● Your objective
List each line of the entries below that contains the string "bumper".

● Given entries

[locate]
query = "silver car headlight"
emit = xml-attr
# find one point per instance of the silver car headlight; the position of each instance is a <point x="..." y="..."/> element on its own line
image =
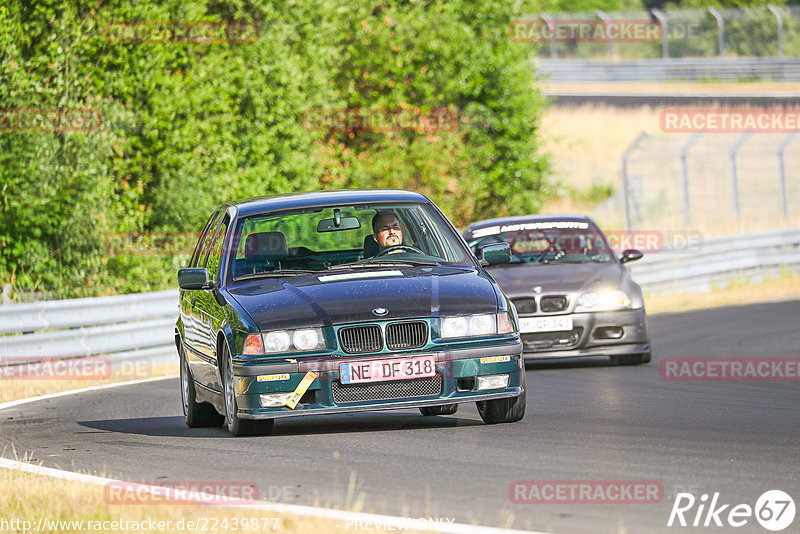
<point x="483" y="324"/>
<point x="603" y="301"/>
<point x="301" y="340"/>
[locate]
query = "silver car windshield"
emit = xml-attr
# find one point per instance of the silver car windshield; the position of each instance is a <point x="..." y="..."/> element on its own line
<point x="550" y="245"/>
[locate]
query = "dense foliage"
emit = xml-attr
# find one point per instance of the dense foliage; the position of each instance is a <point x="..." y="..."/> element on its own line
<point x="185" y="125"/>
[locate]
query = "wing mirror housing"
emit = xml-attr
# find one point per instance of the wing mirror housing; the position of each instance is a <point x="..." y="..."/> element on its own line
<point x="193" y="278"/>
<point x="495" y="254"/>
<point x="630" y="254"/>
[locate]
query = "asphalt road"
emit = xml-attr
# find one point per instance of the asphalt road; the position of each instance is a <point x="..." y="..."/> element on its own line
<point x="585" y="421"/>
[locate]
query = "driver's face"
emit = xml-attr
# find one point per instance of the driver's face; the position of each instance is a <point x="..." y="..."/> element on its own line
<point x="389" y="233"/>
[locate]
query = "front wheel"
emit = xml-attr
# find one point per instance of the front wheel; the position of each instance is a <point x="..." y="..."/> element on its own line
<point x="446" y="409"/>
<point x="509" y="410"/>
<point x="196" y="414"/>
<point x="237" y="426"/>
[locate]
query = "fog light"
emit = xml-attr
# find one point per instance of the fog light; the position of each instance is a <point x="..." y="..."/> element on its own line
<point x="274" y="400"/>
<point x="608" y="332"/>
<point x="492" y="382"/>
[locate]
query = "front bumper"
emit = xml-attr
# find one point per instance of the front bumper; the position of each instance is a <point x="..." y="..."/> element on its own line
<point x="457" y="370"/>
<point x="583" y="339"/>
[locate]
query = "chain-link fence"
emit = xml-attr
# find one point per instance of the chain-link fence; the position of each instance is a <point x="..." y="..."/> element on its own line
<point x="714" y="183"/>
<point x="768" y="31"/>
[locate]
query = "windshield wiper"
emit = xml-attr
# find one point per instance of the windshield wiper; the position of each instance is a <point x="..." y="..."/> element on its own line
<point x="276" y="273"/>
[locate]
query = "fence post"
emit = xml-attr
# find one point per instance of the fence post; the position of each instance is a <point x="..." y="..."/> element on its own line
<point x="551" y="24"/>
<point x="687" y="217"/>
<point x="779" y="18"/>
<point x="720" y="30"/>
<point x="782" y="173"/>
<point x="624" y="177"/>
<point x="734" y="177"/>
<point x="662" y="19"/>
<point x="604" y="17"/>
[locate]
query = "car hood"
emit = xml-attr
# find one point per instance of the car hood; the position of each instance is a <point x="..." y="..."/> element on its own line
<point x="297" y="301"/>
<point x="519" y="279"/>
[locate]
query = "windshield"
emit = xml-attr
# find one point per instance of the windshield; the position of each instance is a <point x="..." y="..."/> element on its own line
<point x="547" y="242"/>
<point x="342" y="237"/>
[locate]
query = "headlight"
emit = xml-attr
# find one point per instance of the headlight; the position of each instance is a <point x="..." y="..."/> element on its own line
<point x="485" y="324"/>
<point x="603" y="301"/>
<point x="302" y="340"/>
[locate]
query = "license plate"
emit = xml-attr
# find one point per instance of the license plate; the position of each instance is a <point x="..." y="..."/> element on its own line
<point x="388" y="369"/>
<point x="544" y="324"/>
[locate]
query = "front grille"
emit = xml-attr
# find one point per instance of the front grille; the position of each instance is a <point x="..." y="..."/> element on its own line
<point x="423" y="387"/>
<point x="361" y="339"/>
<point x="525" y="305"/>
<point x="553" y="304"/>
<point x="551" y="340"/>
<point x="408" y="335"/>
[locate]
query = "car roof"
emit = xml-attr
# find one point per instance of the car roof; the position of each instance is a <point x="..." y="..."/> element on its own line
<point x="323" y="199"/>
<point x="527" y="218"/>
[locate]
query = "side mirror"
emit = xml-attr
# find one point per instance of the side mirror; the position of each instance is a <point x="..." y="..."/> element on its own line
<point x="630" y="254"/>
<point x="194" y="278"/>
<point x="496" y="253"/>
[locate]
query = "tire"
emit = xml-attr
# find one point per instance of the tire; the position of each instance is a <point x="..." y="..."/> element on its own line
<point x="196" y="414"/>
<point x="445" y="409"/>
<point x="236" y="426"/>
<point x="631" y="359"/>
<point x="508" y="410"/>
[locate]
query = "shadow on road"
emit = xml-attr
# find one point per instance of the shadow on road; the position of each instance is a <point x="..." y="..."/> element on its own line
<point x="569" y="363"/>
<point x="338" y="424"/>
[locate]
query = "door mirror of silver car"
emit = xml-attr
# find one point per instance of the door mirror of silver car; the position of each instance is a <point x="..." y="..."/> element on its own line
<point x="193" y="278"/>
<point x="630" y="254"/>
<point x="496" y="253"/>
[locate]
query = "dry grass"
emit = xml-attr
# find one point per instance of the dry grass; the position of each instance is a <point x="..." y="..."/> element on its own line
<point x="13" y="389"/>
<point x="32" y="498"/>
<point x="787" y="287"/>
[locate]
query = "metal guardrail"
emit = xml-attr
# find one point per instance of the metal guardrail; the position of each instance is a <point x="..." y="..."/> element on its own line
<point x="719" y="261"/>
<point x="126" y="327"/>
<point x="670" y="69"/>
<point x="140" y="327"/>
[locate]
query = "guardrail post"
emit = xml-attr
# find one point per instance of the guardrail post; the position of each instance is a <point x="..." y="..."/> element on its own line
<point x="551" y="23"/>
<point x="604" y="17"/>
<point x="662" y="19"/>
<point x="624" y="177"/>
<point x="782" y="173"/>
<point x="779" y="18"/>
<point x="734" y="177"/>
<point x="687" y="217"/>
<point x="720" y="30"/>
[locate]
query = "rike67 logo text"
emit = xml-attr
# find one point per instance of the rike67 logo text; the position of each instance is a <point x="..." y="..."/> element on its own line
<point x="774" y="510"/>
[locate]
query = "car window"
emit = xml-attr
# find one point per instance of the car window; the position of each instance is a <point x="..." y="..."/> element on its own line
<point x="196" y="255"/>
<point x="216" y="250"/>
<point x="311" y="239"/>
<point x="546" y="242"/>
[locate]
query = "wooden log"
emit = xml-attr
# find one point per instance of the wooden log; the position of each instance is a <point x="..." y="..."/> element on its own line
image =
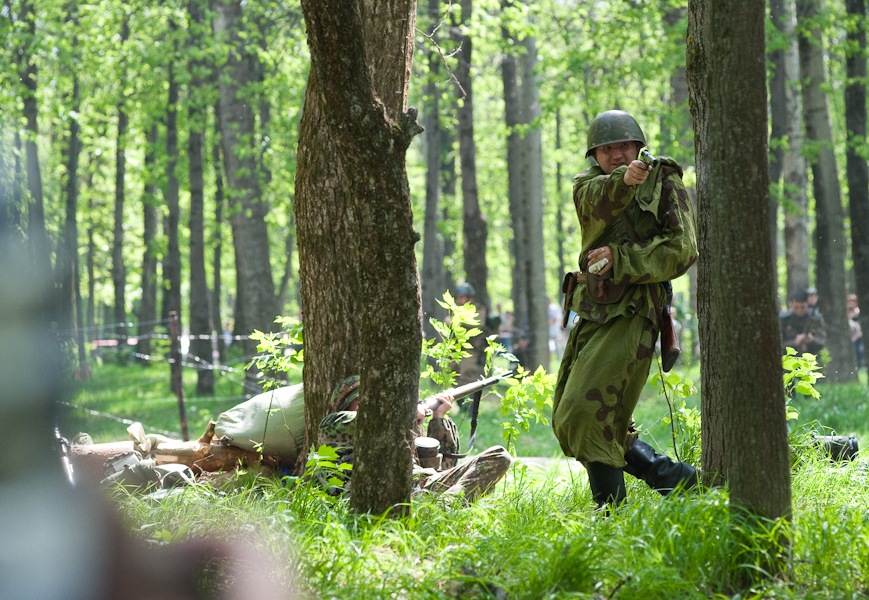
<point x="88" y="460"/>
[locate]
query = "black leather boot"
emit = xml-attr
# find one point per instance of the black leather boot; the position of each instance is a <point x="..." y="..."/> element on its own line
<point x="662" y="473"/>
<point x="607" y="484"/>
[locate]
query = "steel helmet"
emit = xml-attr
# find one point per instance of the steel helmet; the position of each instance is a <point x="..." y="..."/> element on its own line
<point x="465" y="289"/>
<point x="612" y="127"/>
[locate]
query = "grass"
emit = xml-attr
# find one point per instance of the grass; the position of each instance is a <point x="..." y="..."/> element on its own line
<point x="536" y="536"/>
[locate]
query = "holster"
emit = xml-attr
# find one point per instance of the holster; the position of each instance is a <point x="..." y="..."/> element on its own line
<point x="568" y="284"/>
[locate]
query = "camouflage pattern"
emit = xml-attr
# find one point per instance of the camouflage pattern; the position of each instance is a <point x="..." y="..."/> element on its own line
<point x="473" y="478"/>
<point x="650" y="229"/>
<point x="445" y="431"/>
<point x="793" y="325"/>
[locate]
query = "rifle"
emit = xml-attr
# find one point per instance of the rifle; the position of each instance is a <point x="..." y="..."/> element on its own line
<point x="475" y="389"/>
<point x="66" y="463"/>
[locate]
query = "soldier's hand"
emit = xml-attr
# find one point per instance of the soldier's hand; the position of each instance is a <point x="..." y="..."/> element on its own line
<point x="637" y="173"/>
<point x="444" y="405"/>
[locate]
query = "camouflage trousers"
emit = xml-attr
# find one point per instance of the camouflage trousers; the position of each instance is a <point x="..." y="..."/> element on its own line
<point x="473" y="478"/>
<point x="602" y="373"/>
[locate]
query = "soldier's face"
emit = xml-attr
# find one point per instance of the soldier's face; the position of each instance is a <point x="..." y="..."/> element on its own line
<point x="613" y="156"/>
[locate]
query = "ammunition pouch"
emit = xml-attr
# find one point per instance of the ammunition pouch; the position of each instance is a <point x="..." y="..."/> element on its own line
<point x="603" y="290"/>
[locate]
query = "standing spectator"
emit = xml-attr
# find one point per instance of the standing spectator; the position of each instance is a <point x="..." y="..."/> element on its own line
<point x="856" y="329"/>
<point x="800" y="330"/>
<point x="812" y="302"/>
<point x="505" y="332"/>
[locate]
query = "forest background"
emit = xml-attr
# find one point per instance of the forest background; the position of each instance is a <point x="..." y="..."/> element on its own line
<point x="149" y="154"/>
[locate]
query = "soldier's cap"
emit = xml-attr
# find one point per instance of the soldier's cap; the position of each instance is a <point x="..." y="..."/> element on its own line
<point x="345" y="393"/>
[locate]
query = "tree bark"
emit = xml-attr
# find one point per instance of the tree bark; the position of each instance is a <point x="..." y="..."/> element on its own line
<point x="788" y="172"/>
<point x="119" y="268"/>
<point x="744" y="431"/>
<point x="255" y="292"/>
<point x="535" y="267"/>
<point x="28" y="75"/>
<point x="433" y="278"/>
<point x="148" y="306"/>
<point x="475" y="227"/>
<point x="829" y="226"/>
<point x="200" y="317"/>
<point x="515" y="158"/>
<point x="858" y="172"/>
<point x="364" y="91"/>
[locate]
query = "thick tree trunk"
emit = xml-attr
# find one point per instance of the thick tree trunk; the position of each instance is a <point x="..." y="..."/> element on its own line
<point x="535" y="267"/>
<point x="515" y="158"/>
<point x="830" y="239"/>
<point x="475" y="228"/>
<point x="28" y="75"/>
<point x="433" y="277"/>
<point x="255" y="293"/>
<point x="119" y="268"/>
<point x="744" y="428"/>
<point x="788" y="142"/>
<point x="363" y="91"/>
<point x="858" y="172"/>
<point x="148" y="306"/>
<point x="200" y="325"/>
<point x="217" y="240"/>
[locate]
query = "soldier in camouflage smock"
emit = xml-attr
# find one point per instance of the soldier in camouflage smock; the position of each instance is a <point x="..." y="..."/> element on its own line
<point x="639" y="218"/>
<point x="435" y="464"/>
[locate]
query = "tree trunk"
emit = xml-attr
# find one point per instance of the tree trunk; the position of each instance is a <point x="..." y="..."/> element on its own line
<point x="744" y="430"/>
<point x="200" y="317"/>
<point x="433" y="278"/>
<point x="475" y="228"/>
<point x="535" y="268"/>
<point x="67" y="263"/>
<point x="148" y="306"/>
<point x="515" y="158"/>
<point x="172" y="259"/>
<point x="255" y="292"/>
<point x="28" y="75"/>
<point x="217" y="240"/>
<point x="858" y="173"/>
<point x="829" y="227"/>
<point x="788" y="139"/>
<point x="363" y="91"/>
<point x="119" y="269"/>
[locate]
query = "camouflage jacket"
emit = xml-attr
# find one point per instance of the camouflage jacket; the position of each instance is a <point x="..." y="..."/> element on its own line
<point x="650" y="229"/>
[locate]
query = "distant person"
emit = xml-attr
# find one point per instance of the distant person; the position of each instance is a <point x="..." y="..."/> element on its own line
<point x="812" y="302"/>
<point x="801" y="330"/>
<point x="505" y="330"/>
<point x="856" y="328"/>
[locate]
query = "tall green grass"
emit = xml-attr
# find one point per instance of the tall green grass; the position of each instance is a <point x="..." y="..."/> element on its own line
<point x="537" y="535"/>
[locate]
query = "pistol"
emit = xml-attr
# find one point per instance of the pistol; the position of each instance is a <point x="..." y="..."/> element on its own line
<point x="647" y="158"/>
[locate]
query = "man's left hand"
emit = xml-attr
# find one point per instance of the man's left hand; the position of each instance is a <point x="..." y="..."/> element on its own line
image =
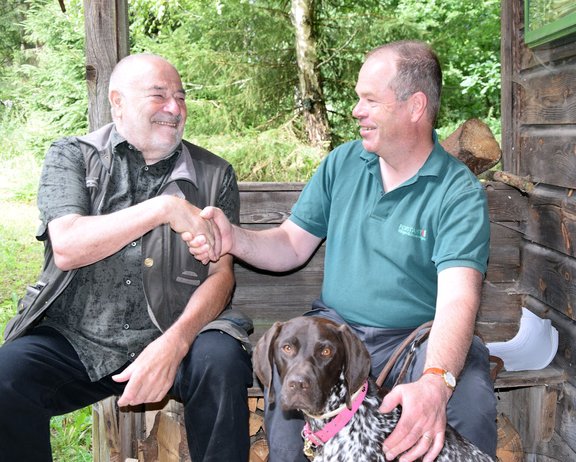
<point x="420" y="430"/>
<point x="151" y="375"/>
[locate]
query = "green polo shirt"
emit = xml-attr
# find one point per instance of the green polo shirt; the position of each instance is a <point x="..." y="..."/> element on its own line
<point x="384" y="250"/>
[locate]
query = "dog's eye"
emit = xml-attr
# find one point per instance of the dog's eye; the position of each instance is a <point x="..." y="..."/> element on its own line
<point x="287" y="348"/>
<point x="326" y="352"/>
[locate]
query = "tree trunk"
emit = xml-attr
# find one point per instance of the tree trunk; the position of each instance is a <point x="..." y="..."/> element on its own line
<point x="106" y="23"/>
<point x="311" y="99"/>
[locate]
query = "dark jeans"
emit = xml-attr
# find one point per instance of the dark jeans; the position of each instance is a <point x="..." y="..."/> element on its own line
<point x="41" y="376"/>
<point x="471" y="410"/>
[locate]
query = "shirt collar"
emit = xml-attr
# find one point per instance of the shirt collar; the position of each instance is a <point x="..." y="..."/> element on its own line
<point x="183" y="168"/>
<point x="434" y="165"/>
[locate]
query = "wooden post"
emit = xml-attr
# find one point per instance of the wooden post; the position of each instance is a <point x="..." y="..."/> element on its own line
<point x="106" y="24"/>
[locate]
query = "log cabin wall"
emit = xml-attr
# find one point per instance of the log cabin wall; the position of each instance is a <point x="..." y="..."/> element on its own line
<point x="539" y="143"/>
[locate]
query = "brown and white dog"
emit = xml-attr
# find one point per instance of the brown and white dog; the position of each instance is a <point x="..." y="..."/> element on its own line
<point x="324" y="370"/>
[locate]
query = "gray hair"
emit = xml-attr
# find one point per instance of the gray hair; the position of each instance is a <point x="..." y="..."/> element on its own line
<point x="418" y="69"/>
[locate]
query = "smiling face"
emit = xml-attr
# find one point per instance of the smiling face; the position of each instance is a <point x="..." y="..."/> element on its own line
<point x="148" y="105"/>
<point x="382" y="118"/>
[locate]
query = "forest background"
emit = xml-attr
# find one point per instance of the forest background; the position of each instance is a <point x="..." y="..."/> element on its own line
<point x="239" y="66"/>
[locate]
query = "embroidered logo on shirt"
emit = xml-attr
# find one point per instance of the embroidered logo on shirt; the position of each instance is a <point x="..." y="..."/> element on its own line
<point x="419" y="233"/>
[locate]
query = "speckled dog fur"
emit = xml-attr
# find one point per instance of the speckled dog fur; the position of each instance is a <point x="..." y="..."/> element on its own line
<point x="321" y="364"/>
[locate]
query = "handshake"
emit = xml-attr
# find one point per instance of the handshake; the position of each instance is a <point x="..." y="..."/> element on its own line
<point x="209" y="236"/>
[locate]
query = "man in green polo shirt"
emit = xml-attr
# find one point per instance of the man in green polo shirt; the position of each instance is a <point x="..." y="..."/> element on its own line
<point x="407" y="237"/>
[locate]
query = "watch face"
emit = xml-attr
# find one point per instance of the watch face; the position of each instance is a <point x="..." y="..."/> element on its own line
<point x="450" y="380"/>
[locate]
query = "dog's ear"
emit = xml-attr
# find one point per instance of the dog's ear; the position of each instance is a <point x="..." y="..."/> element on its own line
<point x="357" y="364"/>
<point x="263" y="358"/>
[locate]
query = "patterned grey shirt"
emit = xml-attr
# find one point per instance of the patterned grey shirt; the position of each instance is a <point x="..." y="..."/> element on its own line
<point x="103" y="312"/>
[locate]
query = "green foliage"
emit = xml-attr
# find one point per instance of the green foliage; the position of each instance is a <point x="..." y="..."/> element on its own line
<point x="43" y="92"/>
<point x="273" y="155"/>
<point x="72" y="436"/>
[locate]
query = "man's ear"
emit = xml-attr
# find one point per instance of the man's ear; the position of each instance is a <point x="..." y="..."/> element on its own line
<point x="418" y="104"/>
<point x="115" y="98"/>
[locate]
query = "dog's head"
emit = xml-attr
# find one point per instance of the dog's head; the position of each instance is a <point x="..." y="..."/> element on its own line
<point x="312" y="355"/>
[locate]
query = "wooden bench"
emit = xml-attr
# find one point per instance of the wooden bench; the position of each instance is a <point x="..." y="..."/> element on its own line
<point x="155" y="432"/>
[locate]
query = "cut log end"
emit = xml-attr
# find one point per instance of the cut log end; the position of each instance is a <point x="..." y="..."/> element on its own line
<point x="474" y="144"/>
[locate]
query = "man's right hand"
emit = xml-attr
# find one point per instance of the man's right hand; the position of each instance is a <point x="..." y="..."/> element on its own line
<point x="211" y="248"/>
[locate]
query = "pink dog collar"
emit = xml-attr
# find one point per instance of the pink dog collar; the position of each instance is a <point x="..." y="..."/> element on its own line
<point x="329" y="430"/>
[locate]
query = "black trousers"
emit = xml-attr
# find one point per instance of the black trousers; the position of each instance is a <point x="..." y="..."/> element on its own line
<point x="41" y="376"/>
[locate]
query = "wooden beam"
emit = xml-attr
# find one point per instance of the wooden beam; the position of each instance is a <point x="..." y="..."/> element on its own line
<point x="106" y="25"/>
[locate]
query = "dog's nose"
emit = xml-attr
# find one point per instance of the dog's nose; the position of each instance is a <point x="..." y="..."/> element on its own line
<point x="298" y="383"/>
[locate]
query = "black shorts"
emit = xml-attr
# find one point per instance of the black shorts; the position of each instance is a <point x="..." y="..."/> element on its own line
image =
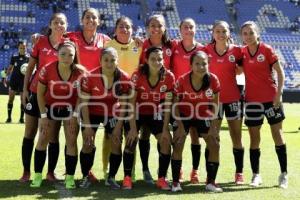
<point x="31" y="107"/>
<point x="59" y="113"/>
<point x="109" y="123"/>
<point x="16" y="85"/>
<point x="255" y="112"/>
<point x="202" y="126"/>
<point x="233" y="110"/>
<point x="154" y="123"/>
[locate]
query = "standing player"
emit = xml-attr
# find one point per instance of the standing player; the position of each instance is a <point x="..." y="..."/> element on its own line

● Right answer
query = "front bumper"
# find one point per instance of the front bumper; the position of each instance is a <point x="..." y="..."/> element on its own line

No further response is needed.